== TEXTAUSZUG ==
▼
Wie der unterirdische Hackschnitzelbehälter ist auch der Pufferspeicher in unmittelbarer Nähe zur Heizzentrale des Nahwärmenetzes eingebaut. Darin wird vom Hackschnitzel-Heizkessel erzeugte Wärme gespeichert, bis sie für die Raumheizung und Trinkwassererwärmung von den 34 Übergabestationen abgerufen wird.

Der Pufferspeicher ermöglicht einen Betriebsdruck bis zu 3 bar und eine Betriebstemperatur bis 95 °C und ist Teil eines Lade- bzw. Entnahmekreislaufs. Große Rohrdimensionen erlauben ein schnelles Be- und Entladen. Ein weiterer Vorteil ist die einfache Montage, denn die Schnittstellen liegen außerhalb des Speichers. Sein inneres Gefüge ist vom Hersteller druckgeprüft. Erwähnenswert sind auch die Abdeckung mit 2 übereinander liegenden Verschlüssen und die Entwässerung des Zwischenraums der beiden Dichtungsebenen bei eventuell entstehendem Kondenswasser.

Ein unterirdischer Pufferspeicher sollte mit möglichst kurzen, wärmegedämmten Rohrleitungen in das Heizungssystem eingebunden werden, damit nur geringe Wärmeverluste entstehen. Puffervolumen in der in Murg nötigen Größe von 13,4 m3 können im Innenbereich in der Regel nur über eine Kaskade einzelner Behälter eingerichtet werden. Schon ab 3 m3 Fassungsvermögen würde es bei den meisten Neubauten schwierig, sie in das Gebäude einzubringen. Wird die Wärme aber unterirdisch gelagert, können Fertigteilbehälter aus Beton bis zu den im Straßenverkehr für Tieflader zulässigen Abmessungen verwendet werden. Zudem ist das Versetzen eines solchen Pufferspeichers in die Erde meistens schon nach einer Stunde erledigt.

Der Pufferspeicher ist doppelwandig aufgebaut. „Das Wasser befindet sich in einem Stahlbehälter. Zwischen diesem und der äußeren robusten Hülle aus fugenlosem Stahlbeton befindet sich eine Dämmung aus Blähglasgranulat“, erklärt Clemens Hüttinger vom Hersteller Mall. Das günstige Verhältnis von Inhalt und Oberfläche des zylindrischen ThermoSol-Pufferspeichers ist eine weitere Voraussetzung zur Minimierung der Wärmeverluste.
▲
== AUFGABE 1 ==
Zeige jede Zeile der Datensätze, in der die Zeichenfolge „below“ vorkommt.
Der Textauszug und die Datensätze haben inhaltlich nichts miteinander zu tun.

== ZU BEARBEITENDE DATENSÄTZE ==
▼
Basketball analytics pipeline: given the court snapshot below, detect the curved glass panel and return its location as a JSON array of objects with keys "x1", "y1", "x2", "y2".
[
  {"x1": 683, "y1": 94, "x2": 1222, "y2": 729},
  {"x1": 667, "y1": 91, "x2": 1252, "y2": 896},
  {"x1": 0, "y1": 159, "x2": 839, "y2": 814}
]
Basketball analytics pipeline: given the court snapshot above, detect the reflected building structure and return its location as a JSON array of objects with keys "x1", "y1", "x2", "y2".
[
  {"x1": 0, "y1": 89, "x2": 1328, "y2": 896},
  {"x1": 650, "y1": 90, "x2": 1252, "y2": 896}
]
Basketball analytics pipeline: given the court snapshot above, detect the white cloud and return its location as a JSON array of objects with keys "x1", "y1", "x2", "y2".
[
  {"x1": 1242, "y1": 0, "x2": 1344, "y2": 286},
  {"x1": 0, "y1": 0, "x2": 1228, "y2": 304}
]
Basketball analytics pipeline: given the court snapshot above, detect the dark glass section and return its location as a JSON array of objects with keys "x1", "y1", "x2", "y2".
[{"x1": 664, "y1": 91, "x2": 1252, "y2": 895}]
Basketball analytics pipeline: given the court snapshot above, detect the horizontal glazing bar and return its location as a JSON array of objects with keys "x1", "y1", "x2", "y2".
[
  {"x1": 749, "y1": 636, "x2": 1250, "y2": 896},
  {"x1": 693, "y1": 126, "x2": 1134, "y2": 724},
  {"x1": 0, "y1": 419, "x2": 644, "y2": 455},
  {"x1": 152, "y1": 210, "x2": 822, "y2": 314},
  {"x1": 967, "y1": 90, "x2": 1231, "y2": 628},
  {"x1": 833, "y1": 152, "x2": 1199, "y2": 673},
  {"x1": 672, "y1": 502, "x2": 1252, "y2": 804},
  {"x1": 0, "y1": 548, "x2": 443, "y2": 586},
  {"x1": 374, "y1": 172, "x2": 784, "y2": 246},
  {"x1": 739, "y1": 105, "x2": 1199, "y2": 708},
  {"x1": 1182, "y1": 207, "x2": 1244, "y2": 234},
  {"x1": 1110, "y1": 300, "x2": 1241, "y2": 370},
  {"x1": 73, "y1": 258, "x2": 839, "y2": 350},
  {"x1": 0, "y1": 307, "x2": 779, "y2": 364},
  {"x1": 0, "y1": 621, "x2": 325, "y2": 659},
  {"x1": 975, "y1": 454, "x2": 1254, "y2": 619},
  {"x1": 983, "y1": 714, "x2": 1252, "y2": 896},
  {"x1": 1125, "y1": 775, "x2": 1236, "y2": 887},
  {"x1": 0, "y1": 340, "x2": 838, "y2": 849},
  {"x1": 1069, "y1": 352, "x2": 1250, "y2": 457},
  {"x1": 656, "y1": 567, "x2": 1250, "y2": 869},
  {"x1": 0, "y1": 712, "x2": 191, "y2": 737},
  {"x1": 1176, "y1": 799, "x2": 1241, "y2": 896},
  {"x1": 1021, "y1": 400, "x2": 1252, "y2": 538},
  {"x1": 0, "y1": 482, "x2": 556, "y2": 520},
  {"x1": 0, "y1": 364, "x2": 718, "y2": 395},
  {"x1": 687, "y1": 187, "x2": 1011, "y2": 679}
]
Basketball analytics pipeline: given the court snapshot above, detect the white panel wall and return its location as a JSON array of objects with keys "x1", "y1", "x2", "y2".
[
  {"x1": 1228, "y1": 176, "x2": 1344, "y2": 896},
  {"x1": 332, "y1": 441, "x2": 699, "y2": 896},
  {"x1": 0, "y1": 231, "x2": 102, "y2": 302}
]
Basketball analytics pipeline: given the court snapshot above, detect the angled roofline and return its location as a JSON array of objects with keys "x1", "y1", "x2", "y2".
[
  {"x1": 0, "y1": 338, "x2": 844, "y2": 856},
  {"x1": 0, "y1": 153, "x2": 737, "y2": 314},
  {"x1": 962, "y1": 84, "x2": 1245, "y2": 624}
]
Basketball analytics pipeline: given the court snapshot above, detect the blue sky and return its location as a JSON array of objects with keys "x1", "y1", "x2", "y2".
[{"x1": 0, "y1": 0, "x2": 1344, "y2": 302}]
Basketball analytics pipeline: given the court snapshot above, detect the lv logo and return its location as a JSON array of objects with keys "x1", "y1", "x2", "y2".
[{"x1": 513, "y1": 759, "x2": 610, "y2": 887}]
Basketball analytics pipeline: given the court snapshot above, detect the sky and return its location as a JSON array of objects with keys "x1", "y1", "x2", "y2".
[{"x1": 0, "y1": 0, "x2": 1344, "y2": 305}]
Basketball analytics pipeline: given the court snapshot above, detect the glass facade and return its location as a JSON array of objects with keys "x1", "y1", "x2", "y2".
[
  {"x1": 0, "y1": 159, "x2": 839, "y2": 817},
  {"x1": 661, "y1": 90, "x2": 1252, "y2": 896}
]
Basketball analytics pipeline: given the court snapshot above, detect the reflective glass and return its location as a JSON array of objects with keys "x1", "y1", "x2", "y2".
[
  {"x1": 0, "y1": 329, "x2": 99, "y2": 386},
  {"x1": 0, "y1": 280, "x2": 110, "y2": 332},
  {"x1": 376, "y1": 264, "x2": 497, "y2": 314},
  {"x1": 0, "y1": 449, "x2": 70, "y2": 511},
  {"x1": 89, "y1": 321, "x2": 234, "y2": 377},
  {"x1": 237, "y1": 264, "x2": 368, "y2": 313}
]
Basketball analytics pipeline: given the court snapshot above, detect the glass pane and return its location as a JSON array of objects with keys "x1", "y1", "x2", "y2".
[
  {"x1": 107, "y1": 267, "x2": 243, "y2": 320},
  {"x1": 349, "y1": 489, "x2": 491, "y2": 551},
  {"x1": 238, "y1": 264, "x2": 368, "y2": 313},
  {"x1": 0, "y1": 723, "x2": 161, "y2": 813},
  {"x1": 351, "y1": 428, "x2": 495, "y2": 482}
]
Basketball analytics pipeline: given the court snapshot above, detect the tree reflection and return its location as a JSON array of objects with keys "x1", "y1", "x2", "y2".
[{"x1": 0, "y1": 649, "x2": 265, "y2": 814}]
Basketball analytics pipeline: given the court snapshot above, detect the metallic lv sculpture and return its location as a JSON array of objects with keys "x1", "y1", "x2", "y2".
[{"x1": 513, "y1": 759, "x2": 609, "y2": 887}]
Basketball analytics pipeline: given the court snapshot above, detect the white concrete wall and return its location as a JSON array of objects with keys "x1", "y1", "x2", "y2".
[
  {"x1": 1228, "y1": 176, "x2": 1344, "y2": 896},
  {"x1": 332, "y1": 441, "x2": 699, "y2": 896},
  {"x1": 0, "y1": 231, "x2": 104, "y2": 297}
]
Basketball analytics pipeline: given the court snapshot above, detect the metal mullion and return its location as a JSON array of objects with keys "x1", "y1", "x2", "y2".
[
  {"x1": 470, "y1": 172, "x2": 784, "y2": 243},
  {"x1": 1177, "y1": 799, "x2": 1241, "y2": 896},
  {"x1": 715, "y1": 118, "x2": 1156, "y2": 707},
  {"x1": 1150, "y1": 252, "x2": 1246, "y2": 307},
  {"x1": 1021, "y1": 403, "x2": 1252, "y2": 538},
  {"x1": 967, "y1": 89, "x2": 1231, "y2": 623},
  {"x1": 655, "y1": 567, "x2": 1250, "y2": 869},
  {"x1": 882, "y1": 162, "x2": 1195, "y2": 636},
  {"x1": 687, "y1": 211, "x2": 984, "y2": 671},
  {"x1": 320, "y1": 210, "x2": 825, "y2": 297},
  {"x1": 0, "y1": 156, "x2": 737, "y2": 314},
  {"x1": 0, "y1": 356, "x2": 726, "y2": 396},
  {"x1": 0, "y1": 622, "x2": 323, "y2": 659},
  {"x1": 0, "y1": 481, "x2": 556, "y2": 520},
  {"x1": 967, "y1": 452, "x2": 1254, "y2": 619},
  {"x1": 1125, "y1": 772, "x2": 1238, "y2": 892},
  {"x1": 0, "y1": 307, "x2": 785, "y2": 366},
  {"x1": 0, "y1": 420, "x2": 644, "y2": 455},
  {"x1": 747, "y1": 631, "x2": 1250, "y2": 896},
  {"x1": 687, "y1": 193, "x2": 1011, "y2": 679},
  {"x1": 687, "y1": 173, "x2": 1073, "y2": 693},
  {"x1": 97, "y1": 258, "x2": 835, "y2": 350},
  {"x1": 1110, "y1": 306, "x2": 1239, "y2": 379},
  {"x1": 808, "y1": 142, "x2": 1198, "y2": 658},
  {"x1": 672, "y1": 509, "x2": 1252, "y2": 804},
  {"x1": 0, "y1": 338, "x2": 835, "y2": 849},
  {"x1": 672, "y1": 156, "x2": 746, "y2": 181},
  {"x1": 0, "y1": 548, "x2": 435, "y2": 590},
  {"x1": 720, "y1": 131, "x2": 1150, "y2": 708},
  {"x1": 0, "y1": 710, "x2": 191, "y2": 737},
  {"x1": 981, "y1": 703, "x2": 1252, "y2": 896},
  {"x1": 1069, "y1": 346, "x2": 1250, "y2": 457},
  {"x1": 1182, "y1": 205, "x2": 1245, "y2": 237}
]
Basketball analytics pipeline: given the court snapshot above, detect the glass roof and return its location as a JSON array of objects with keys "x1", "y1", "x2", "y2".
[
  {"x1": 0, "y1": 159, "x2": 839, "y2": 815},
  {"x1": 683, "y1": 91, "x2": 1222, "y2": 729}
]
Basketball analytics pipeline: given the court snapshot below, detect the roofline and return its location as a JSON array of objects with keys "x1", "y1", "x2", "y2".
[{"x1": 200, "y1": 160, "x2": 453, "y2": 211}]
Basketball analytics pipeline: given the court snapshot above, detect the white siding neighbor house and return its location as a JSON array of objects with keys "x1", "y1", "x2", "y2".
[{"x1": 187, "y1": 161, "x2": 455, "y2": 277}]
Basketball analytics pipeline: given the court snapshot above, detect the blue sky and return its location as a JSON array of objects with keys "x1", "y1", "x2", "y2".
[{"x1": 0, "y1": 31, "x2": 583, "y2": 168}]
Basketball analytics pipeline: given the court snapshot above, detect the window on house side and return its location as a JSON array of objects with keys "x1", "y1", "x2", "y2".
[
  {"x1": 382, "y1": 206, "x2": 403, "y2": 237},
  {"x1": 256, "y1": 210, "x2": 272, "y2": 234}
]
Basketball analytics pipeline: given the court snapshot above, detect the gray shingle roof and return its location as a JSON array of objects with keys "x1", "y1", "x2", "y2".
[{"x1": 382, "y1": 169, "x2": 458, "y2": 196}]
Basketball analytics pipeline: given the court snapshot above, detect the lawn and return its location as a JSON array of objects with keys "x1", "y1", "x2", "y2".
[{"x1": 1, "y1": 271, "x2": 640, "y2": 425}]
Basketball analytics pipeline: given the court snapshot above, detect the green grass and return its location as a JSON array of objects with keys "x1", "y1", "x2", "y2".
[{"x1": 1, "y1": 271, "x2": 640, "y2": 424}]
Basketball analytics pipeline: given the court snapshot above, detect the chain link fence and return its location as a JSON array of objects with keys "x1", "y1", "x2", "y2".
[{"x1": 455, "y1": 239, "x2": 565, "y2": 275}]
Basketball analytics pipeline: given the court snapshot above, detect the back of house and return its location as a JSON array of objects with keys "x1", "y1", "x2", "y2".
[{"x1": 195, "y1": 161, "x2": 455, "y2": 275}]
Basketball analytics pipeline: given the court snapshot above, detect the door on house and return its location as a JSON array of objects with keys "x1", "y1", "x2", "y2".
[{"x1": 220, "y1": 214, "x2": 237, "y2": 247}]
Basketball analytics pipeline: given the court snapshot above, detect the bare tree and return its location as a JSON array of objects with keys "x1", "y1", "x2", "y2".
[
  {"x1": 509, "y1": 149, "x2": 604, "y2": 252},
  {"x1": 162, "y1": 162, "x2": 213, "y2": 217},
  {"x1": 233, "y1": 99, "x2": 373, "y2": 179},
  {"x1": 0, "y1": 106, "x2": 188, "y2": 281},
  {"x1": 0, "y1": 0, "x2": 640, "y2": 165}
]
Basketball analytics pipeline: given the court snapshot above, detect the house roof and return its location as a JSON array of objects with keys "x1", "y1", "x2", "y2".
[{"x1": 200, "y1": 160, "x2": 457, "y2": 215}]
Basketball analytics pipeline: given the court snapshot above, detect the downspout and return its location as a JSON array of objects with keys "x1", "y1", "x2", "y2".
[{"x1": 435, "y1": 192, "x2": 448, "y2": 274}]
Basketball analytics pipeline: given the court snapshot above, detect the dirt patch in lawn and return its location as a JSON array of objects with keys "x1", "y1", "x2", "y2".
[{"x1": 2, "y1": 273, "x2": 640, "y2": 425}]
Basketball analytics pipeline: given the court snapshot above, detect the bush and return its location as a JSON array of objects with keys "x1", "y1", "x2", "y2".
▲
== AUFGABE 2 ==
Stimmen diese Aussagen mit dem Textauszug überein? Antworte jeweils mit Ja oder Nein und zitiere die entscheidenden Worte wörtlich.
(a) Der Pufferspeicher ist für eine Betriebstemperatur von bis zu 95 °C ausgelegt.
(b) Zwischen dem Stahlbehälter und der äußeren Hülle liegt eine Dämmung aus Mineralwolle.
(c) Die gespeicherte Wärme wird von 34 Übergabestationen abgerufen.

== ERWARTETE ANTWORT 1 ==
Basketball analytics pipeline: given the court snapshot below, detect the curved glass panel and return its location as a JSON array of objects with keys "x1", "y1", "x2", "y2".
Basketball analytics pipeline: given the court snapshot below, detect the roofline and return its location as a JSON array of objects with keys "x1", "y1", "x2", "y2".

== ERWARTETE ANTWORT 2 ==
(a) Ja: „eine Betriebstemperatur bis 95 °C“
(b) Nein: „eine Dämmung aus Blähglasgranulat“
(c) Ja: „von den 34 Übergabestationen abgerufen wird“